Reproduce exactly, and solely, the lines running from the top of the data below through the line with "positive clicks: (133, 162)", both inclusive. Omit pictures.

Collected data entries
<<<<
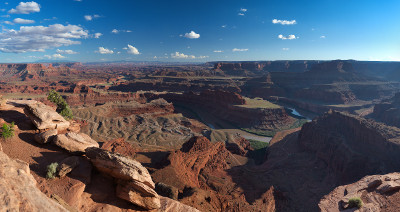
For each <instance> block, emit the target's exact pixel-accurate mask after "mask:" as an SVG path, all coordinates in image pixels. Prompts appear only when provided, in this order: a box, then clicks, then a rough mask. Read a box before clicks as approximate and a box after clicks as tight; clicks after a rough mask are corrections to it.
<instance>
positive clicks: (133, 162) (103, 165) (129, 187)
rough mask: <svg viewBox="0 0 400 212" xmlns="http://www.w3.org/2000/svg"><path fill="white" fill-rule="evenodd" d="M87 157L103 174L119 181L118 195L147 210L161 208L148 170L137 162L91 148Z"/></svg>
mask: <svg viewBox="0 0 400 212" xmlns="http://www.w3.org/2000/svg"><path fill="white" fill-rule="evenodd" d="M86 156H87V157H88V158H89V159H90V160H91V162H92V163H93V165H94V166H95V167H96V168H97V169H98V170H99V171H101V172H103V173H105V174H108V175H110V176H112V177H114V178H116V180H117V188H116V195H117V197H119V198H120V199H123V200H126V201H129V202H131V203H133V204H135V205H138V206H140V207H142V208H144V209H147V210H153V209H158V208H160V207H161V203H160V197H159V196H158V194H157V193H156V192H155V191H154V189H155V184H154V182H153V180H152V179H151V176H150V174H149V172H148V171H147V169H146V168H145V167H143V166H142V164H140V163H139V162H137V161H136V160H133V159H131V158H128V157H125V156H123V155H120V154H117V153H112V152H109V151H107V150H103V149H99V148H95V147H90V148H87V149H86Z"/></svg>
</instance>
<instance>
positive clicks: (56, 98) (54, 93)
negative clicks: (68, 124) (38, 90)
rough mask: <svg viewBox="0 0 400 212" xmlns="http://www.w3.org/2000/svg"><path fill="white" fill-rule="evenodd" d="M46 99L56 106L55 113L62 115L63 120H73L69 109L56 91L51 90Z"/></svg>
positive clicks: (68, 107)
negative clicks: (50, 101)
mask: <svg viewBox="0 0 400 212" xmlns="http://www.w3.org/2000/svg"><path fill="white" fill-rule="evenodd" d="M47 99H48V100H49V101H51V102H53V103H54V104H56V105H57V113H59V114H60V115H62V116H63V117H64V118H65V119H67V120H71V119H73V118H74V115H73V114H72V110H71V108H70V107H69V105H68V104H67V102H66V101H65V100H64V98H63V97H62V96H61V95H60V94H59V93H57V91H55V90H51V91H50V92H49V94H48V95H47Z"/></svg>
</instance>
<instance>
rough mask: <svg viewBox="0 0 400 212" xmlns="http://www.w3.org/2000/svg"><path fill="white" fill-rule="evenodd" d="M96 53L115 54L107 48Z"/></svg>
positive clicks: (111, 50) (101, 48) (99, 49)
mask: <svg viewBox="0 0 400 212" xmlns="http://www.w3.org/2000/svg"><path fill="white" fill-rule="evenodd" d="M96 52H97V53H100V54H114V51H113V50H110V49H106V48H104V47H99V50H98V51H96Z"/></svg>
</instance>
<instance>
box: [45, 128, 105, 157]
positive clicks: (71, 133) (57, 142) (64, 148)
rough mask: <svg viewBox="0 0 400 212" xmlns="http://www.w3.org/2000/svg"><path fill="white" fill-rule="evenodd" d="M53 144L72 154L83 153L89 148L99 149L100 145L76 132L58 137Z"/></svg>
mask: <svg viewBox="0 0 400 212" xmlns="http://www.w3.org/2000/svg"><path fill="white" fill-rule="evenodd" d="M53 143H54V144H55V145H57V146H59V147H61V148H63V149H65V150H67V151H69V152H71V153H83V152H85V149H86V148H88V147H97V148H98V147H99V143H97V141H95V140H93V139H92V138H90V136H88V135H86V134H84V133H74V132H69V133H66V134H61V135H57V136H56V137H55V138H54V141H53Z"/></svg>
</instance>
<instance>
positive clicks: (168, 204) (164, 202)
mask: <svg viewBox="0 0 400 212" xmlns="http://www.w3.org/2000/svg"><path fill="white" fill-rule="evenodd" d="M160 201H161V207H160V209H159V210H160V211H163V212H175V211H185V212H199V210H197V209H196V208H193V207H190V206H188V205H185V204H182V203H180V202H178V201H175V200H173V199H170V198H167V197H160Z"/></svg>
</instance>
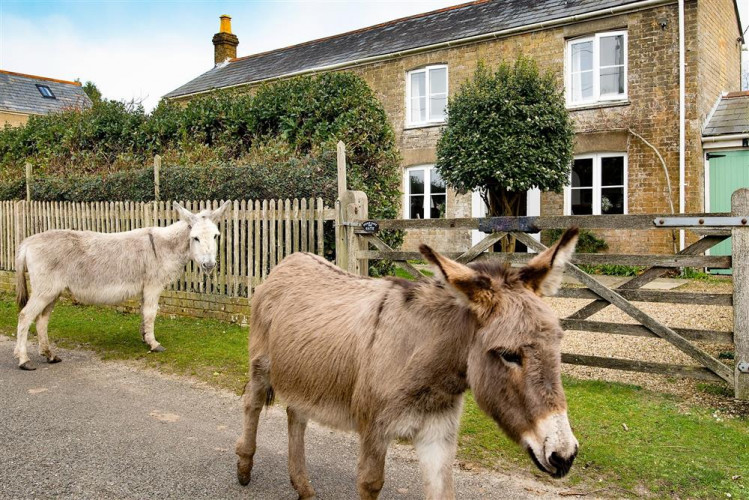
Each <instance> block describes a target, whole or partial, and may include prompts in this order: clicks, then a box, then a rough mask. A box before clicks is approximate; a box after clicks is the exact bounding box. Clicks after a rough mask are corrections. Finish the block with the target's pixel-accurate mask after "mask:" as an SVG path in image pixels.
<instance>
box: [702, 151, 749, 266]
>>>>
SOLUTION BELOW =
For each <instance> block, emit the target's exact pixel-accurate mask after "mask:" as an SVG path, all coordinates in image pixels. Prompts appear only when provided, in this order: a box, then clicks, then a rough mask. Read a box before clicks as approximate and a box after clicks as tight; clicks after a rough mask are corrections to it.
<instance>
positive clicks: (133, 162) (103, 165) (129, 187)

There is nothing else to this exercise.